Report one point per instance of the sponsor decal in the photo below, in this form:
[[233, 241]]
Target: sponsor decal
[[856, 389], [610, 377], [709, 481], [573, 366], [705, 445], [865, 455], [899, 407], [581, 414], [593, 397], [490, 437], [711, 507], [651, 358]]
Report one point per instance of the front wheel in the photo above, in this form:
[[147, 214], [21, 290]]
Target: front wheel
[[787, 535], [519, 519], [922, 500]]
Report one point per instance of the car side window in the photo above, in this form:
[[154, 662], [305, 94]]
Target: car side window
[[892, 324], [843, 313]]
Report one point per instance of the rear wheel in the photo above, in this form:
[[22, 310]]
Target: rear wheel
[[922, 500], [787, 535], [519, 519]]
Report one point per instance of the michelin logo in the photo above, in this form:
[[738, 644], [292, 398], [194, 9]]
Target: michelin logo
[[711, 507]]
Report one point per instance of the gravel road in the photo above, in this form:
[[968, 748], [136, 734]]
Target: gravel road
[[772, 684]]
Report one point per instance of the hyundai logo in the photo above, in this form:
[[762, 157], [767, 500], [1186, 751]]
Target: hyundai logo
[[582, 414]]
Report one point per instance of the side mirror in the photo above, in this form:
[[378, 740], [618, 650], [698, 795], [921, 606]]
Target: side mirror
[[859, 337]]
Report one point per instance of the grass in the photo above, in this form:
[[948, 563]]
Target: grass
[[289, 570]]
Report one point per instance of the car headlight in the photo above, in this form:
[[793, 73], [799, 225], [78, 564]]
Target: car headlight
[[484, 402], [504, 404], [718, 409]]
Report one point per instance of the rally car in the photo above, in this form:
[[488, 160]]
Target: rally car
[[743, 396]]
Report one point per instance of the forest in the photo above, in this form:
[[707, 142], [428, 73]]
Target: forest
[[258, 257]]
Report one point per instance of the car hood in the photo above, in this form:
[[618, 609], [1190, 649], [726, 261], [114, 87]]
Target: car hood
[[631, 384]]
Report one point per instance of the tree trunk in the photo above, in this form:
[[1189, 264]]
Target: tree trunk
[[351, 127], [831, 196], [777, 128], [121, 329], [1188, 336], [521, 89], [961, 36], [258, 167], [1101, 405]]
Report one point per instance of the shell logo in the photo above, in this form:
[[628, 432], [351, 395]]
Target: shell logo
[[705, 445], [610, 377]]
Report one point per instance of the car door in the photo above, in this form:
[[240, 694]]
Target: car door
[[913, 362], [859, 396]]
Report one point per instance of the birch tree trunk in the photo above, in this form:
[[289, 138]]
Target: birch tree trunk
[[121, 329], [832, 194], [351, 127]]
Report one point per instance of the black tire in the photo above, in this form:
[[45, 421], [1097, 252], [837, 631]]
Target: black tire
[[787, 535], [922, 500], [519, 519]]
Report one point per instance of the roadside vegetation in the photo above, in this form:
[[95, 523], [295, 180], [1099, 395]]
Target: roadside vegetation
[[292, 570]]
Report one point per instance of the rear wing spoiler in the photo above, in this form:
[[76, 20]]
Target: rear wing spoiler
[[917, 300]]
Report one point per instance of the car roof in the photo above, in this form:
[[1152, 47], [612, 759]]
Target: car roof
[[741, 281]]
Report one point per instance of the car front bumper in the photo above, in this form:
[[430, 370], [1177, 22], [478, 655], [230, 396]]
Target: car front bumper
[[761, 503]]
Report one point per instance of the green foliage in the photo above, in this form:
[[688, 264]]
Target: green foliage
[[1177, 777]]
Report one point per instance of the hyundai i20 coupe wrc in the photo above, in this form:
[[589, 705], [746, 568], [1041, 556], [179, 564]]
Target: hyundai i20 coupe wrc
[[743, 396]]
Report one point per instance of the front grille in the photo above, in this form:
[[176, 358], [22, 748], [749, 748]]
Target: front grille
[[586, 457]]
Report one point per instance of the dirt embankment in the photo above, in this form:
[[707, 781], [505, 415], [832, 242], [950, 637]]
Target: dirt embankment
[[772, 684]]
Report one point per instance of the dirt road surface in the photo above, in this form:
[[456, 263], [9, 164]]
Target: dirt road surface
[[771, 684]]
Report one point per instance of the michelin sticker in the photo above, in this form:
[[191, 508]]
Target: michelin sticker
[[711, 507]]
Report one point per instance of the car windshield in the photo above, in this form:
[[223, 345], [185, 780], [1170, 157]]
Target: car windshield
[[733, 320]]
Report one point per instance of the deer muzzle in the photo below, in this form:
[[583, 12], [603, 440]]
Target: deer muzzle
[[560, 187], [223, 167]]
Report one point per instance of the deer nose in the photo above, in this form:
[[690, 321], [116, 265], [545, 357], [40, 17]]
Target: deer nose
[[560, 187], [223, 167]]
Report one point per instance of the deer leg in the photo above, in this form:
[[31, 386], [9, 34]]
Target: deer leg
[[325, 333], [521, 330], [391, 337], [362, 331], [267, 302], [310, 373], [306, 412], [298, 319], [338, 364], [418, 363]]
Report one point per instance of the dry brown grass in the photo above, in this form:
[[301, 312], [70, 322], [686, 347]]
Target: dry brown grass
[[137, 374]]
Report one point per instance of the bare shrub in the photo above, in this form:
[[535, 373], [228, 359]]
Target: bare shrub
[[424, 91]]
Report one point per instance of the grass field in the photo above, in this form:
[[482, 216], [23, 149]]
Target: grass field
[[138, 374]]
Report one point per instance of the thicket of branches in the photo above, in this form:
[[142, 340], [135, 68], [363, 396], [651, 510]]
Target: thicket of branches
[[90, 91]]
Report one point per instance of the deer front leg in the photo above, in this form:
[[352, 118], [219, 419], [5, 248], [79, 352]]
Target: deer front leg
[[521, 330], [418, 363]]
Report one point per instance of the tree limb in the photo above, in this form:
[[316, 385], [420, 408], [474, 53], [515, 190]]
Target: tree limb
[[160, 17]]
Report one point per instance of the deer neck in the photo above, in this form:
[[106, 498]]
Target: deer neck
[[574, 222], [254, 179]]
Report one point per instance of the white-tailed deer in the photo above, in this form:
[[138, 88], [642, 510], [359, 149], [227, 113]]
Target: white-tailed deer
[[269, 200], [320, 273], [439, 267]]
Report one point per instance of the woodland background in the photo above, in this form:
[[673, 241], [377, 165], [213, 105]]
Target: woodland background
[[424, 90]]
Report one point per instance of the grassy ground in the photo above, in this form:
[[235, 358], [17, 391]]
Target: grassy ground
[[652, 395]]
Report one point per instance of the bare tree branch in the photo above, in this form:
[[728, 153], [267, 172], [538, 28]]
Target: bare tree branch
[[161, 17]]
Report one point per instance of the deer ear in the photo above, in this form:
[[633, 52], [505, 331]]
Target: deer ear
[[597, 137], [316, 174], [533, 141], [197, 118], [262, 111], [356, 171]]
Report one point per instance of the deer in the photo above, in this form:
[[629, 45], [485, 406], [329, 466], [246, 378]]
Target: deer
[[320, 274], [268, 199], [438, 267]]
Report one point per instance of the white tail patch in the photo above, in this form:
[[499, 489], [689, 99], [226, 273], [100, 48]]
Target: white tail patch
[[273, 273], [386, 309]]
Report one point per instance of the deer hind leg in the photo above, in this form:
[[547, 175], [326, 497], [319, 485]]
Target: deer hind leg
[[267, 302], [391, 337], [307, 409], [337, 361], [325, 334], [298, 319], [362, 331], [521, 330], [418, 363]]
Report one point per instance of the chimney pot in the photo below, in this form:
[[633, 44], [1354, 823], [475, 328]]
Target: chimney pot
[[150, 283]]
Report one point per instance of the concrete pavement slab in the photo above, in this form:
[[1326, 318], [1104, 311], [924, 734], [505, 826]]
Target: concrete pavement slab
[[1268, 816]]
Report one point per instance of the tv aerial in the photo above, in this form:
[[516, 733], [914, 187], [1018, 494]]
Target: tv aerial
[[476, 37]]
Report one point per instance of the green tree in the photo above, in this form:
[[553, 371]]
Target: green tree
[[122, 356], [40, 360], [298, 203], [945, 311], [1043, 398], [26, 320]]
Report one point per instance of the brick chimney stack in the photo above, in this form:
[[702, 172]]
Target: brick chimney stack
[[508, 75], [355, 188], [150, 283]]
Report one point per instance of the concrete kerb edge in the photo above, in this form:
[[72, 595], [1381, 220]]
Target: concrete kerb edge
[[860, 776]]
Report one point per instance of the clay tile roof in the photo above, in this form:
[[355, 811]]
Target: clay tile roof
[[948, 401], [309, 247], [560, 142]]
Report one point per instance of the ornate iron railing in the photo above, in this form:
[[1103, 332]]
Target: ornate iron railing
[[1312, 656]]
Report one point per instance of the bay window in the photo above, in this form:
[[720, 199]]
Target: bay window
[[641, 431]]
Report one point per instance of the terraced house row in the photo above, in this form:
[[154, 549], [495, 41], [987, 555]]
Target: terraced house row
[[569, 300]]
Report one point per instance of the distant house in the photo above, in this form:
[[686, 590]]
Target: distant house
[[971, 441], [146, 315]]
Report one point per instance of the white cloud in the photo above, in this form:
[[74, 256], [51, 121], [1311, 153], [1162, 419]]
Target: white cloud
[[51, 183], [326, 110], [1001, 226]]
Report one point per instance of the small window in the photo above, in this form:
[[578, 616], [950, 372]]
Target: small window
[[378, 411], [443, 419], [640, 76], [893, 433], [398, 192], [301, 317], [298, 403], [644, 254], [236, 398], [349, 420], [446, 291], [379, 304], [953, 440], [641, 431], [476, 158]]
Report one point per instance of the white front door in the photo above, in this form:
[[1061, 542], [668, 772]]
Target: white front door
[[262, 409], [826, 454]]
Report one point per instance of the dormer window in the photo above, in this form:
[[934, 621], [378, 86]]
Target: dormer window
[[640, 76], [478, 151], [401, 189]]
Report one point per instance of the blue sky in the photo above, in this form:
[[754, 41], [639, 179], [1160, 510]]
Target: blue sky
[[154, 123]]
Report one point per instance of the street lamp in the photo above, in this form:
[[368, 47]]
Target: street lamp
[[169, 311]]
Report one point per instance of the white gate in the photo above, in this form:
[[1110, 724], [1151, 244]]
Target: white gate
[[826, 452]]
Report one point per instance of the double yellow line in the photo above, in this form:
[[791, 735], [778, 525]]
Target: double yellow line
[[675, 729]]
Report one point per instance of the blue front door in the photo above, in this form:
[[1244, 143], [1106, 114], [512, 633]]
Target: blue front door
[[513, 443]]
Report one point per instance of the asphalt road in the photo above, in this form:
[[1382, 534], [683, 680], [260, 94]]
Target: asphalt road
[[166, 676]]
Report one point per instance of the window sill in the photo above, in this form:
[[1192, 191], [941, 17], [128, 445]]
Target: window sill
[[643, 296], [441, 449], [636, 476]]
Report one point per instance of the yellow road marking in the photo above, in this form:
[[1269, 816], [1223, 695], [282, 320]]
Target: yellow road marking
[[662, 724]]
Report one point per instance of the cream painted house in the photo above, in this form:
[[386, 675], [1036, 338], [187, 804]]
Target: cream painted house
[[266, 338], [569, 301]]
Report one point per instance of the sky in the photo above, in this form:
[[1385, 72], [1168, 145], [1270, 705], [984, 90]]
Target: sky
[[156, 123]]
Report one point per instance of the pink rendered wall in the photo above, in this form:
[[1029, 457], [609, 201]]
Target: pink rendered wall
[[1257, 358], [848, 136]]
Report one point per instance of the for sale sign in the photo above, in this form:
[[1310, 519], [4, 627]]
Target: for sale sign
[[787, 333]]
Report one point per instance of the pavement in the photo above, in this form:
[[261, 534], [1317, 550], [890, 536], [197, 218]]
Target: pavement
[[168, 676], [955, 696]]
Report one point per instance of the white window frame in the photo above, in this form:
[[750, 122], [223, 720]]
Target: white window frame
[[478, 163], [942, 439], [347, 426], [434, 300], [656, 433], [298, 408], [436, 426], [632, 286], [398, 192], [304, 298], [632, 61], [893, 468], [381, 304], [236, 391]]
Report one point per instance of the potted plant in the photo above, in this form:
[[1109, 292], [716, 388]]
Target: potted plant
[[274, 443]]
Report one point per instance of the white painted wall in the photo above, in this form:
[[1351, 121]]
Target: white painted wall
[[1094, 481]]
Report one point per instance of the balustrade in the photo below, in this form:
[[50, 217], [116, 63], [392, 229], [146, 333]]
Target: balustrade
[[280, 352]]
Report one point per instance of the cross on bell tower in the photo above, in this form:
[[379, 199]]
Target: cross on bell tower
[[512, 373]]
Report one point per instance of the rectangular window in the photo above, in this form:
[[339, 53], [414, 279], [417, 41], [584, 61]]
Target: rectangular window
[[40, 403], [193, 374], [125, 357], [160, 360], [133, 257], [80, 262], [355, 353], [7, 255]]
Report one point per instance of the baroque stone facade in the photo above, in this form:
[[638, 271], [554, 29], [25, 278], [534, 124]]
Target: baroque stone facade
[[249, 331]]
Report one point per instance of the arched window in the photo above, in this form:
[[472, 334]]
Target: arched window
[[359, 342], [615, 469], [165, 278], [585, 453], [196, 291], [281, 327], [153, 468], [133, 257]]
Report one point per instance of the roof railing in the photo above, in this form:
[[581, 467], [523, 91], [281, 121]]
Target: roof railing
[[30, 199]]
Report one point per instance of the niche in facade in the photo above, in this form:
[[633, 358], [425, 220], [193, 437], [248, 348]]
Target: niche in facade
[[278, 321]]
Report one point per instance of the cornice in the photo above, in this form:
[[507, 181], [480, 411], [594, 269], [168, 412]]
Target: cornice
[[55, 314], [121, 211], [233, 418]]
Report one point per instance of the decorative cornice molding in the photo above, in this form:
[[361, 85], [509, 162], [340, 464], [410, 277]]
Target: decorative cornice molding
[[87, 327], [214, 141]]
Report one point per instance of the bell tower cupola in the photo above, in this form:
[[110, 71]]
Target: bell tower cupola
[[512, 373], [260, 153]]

-=-=-

_The exercise_:
Rename "Target" to "Object" in the part of the listing that opens with the line containing "Report one point per instance of the deer muzzle" and closes with the line containing "364], [418, 363]]", keeping everything else the same. Return only those lines.

_Reply_:
Report one point per instance of the deer muzzle in the photo below, in this form:
[[583, 12], [603, 440]]
Object: deer muzzle
[[560, 187], [223, 167]]
Report one point per instance of the deer nose in the photo above, in this form:
[[690, 321], [116, 265], [545, 357], [40, 17]]
Object: deer nose
[[560, 187], [223, 167]]
Report one point per instance of the deer leg in the photo above, in this form:
[[31, 386], [9, 34]]
Object: deer leg
[[325, 333], [521, 330], [391, 337], [362, 331], [267, 302], [310, 373], [306, 412], [298, 319], [338, 364], [418, 363]]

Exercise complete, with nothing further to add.